> [DATA FOR PROCESSING]:
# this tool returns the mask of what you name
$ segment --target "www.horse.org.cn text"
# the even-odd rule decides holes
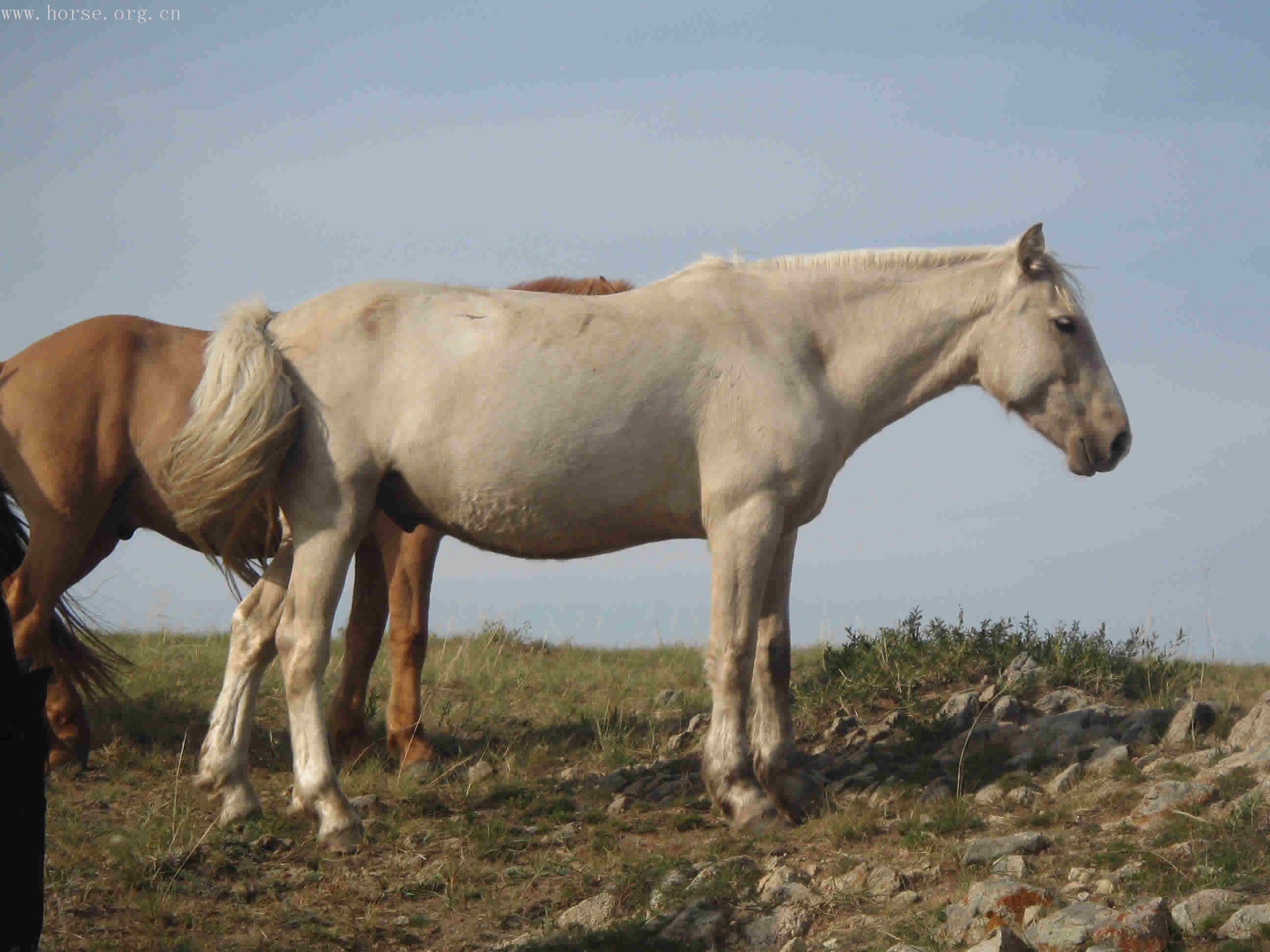
[[[117,8],[98,10],[86,6],[44,6],[44,15],[36,8],[0,10],[0,18],[6,20],[46,20],[48,23],[179,23],[180,10],[144,10]]]

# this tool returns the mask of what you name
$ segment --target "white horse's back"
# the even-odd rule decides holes
[[[1072,472],[1106,472],[1130,444],[1039,225],[1002,246],[706,264],[603,300],[356,286],[218,336],[239,341],[224,350],[248,372],[221,373],[210,396],[260,433],[206,440],[198,466],[178,467],[192,476],[177,481],[187,498],[174,510],[224,509],[251,473],[287,462],[277,493],[295,566],[271,566],[258,588],[287,586],[277,642],[293,796],[334,849],[356,845],[359,820],[326,749],[320,675],[344,572],[385,493],[403,518],[519,555],[704,534],[714,708],[702,774],[747,829],[818,800],[794,746],[789,593],[798,529],[847,457],[965,383],[1063,449]],[[279,390],[278,353],[296,411],[265,399]],[[227,674],[217,710],[249,710],[241,685],[259,670]],[[244,743],[222,731],[203,753],[230,803],[250,793]]]

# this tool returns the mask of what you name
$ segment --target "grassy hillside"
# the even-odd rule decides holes
[[[935,751],[955,734],[935,717],[950,693],[996,683],[1026,650],[1049,671],[1029,687],[1033,697],[1067,684],[1116,704],[1212,701],[1218,722],[1196,741],[1208,746],[1270,688],[1267,668],[1184,663],[1148,640],[1125,646],[1080,628],[923,625],[913,617],[874,637],[848,632],[828,650],[796,652],[798,731],[824,763],[847,763],[837,737],[824,736],[834,718],[886,724],[886,753],[870,760],[867,751],[883,746],[865,746],[851,762],[866,772],[872,764],[876,777],[831,784],[819,816],[753,839],[734,835],[711,814],[695,781],[695,739],[671,741],[709,711],[700,650],[552,646],[493,626],[432,642],[423,729],[446,755],[441,772],[399,777],[382,750],[381,716],[380,745],[344,764],[345,792],[366,797],[367,842],[358,854],[337,858],[318,848],[309,821],[284,814],[291,763],[276,666],[251,739],[253,781],[268,812],[222,831],[189,776],[226,638],[154,633],[113,644],[136,664],[124,680],[128,698],[93,711],[91,768],[58,776],[50,787],[47,948],[458,949],[517,937],[527,948],[688,948],[691,942],[655,937],[644,925],[653,892],[662,886],[665,902],[674,894],[668,883],[678,882],[672,873],[732,857],[754,862],[711,867],[730,872],[698,891],[733,924],[725,944],[743,943],[738,930],[766,909],[756,891],[765,863],[815,880],[885,859],[908,869],[906,892],[917,899],[817,899],[808,906],[808,947],[885,949],[902,938],[937,948],[945,904],[960,901],[968,883],[982,878],[960,862],[964,842],[988,825],[1046,830],[1055,847],[1034,861],[1040,877],[1096,866],[1095,842],[1104,854],[1119,850],[1118,862],[1168,845],[1099,834],[1096,821],[1123,812],[1143,782],[1134,764],[1113,778],[1115,791],[1082,784],[1062,798],[1038,795],[1001,819],[972,795],[1002,779],[1040,787],[1062,764],[1040,758],[1020,777],[992,750],[970,751],[956,765],[960,791],[928,796]],[[337,644],[331,671],[342,650]],[[381,659],[372,718],[376,699],[387,694],[386,675]],[[474,782],[469,768],[478,762],[494,772]],[[578,769],[561,777],[566,768]],[[643,790],[635,783],[615,807],[616,791],[645,776],[669,781],[650,779]],[[1223,881],[1250,889],[1259,876],[1270,883],[1265,819],[1262,811],[1236,817],[1243,825],[1234,828],[1227,819],[1182,823],[1212,842],[1227,836],[1233,853],[1223,853]],[[1176,843],[1191,834],[1179,828],[1167,835]],[[1194,873],[1179,872],[1172,882],[1167,872],[1152,875],[1152,895],[1171,900],[1208,882]],[[612,924],[589,935],[556,927],[563,910],[601,892],[615,897]]]

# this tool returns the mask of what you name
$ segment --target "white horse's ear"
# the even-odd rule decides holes
[[[1024,274],[1036,274],[1044,269],[1045,232],[1036,222],[1019,239],[1019,268]]]

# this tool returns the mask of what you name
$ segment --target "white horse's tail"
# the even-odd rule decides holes
[[[262,301],[226,311],[207,341],[189,421],[160,470],[178,528],[240,578],[254,575],[249,560],[264,542],[243,529],[260,524],[262,508],[273,524],[274,481],[298,421],[287,364],[267,330],[272,319]]]

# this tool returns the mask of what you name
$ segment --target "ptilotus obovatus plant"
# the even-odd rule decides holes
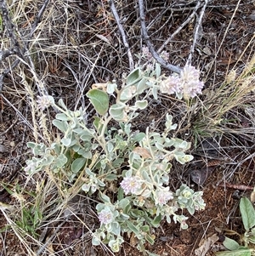
[[[62,100],[55,104],[51,96],[39,98],[41,111],[49,105],[58,110],[53,124],[62,137],[49,146],[28,143],[34,155],[25,168],[28,174],[48,168],[63,180],[63,189],[66,181],[74,184],[79,179],[82,191],[98,196],[100,226],[92,242],[108,244],[113,252],[119,251],[125,233],[145,252],[145,242],[153,244],[153,230],[162,219],[178,222],[186,229],[188,218],[178,210],[186,208],[193,214],[205,208],[201,191],[195,192],[184,184],[177,191],[169,187],[172,161],[184,164],[193,159],[185,154],[189,142],[169,138],[177,127],[173,117],[166,114],[161,133],[132,127],[132,120],[148,106],[150,95],[157,99],[158,93],[176,94],[188,100],[201,94],[199,71],[185,66],[180,76],[167,77],[157,64],[154,67],[146,71],[135,69],[121,87],[115,82],[94,84],[87,94],[96,111],[89,125],[83,118],[85,110],[72,111]],[[110,106],[110,97],[115,101]]]

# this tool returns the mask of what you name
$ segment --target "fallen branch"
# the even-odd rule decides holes
[[[202,18],[204,16],[205,10],[206,10],[207,3],[208,3],[208,0],[205,0],[204,6],[203,6],[201,11],[200,12],[199,19],[196,21],[196,28],[195,28],[195,31],[194,31],[193,43],[192,43],[192,45],[190,47],[190,53],[189,54],[188,60],[187,60],[187,63],[186,63],[187,65],[189,65],[189,64],[191,65],[191,60],[192,60],[192,56],[194,54],[195,46],[196,46],[196,42],[198,40],[199,34],[202,31],[201,20],[202,20]]]
[[[196,11],[201,7],[201,0],[197,1],[196,7],[193,9],[192,14],[190,15],[190,17],[164,42],[164,43],[161,46],[161,48],[158,49],[158,53],[161,53],[163,48],[167,45],[169,42],[171,42],[173,37],[187,25],[190,23],[190,21],[193,19],[193,17],[196,15]]]
[[[173,65],[172,64],[167,63],[155,50],[152,43],[150,41],[150,37],[147,33],[145,20],[144,20],[144,2],[143,0],[139,0],[139,15],[140,15],[140,22],[141,22],[141,30],[142,30],[142,36],[145,41],[145,43],[152,54],[153,58],[161,64],[166,69],[173,71],[175,73],[179,74],[181,72],[181,68],[177,65]]]
[[[130,50],[128,40],[126,38],[126,34],[125,34],[124,29],[122,27],[122,25],[121,24],[120,17],[118,15],[118,13],[116,11],[116,9],[115,7],[113,0],[110,0],[110,6],[111,12],[113,14],[113,16],[115,18],[115,20],[117,24],[118,28],[119,28],[119,31],[120,31],[120,33],[122,37],[122,41],[123,41],[123,43],[124,43],[124,47],[125,47],[125,48],[127,50],[127,53],[128,53],[128,60],[129,60],[129,69],[130,69],[130,71],[133,71],[133,60],[131,50]]]

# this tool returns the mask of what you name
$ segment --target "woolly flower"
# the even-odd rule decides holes
[[[161,57],[165,60],[166,61],[168,61],[169,60],[169,53],[166,52],[166,51],[162,51],[161,54]]]
[[[110,210],[104,209],[99,213],[99,219],[101,224],[109,224],[113,221],[114,217]]]
[[[143,56],[146,59],[150,59],[152,57],[148,47],[144,46],[142,48],[142,52],[143,52]]]
[[[125,177],[121,182],[121,186],[127,195],[128,193],[134,194],[141,186],[141,181],[138,177]]]
[[[156,191],[156,202],[162,206],[166,204],[169,200],[173,199],[173,193],[166,190]]]
[[[52,96],[43,95],[41,97],[39,96],[37,98],[38,107],[42,111],[44,111],[46,108],[49,107],[54,103],[54,100]]]
[[[180,92],[181,80],[178,77],[171,76],[163,80],[161,84],[162,94],[173,94]]]
[[[194,98],[201,94],[204,82],[199,81],[200,71],[191,65],[185,65],[180,73],[181,88],[184,99]]]

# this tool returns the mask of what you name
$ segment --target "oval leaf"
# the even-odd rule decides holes
[[[83,157],[76,158],[71,164],[71,172],[72,173],[78,173],[82,168],[84,166],[86,159]]]
[[[246,231],[255,225],[255,210],[252,203],[247,197],[241,198],[240,211],[242,223]]]
[[[108,94],[99,89],[91,89],[87,93],[87,97],[100,115],[105,115],[109,108]]]

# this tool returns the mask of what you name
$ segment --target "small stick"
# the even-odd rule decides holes
[[[253,191],[254,187],[241,184],[230,184],[229,182],[221,183],[218,185],[221,187],[228,187],[240,191]]]
[[[198,33],[199,33],[199,31],[202,30],[201,20],[202,20],[202,18],[203,18],[204,14],[205,14],[205,10],[206,10],[206,8],[207,8],[207,2],[208,2],[208,0],[205,0],[204,6],[203,6],[201,11],[200,12],[200,16],[199,16],[199,19],[198,19],[198,20],[196,22],[196,28],[195,28],[195,31],[194,31],[194,39],[193,39],[192,45],[190,47],[190,53],[189,54],[188,60],[187,60],[187,63],[186,63],[187,65],[191,64],[191,59],[192,59],[192,55],[194,54],[195,46],[196,46],[196,41],[197,41],[197,38],[198,38]]]
[[[124,29],[122,27],[122,25],[121,24],[120,17],[118,15],[118,13],[116,11],[116,9],[115,7],[113,0],[110,1],[110,6],[111,12],[112,12],[112,14],[114,15],[115,20],[116,20],[116,24],[118,26],[119,31],[120,31],[120,33],[121,33],[121,35],[122,37],[122,41],[123,41],[125,48],[126,48],[127,53],[128,53],[128,60],[129,60],[129,69],[130,69],[130,71],[133,71],[133,56],[132,56],[132,54],[131,54],[131,50],[130,50],[128,40],[126,38],[126,34],[125,34]]]
[[[14,70],[17,65],[20,62],[21,59],[23,60],[23,56],[25,55],[25,53],[28,50],[28,47],[29,47],[29,43],[31,42],[31,38],[33,36],[37,27],[38,26],[38,24],[41,21],[42,16],[46,9],[46,7],[48,4],[48,2],[50,0],[45,0],[41,9],[39,10],[35,22],[32,24],[31,31],[26,38],[26,42],[24,44],[24,48],[21,49],[16,37],[15,37],[15,33],[14,32],[14,25],[12,24],[10,19],[9,19],[9,14],[7,10],[7,5],[5,3],[5,0],[0,0],[0,9],[2,10],[3,13],[3,20],[5,23],[5,26],[7,26],[7,30],[8,30],[8,37],[11,39],[12,43],[14,45],[14,54],[17,54],[18,56],[20,57],[20,60],[16,60],[10,67],[5,69],[0,75],[0,94],[2,92],[3,89],[3,78],[12,71]],[[9,51],[13,51],[13,50],[9,50]],[[2,57],[3,58],[3,57]]]
[[[164,43],[162,45],[162,47],[158,49],[158,53],[161,53],[163,48],[166,47],[166,45],[171,42],[173,37],[187,25],[189,22],[193,19],[195,14],[196,14],[197,9],[200,8],[201,1],[197,1],[196,7],[193,9],[192,14],[190,15],[190,17],[164,42]]]
[[[140,15],[140,22],[141,22],[141,30],[142,35],[145,41],[147,47],[154,59],[161,64],[163,67],[167,68],[167,70],[173,71],[175,73],[179,74],[181,72],[181,68],[177,65],[173,65],[172,64],[167,63],[155,50],[152,43],[150,41],[149,35],[147,33],[146,25],[145,25],[145,19],[144,19],[144,2],[143,0],[139,0],[139,15]]]

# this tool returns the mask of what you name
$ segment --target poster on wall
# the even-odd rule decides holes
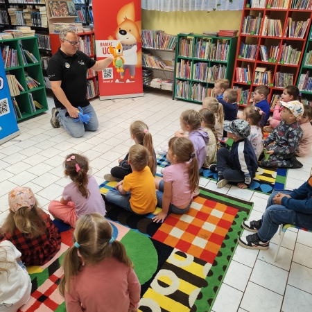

> [WHAT TO PRODUCE]: Select every line above that contains the word "horse". Case counts.

> [ANSWER TO THIS PROBLEM]:
$ segment --target "www.horse.org.cn text"
$ segment --target "white horse's back"
$ segment --target "white horse's ear"
$ segment --target "white horse's tail"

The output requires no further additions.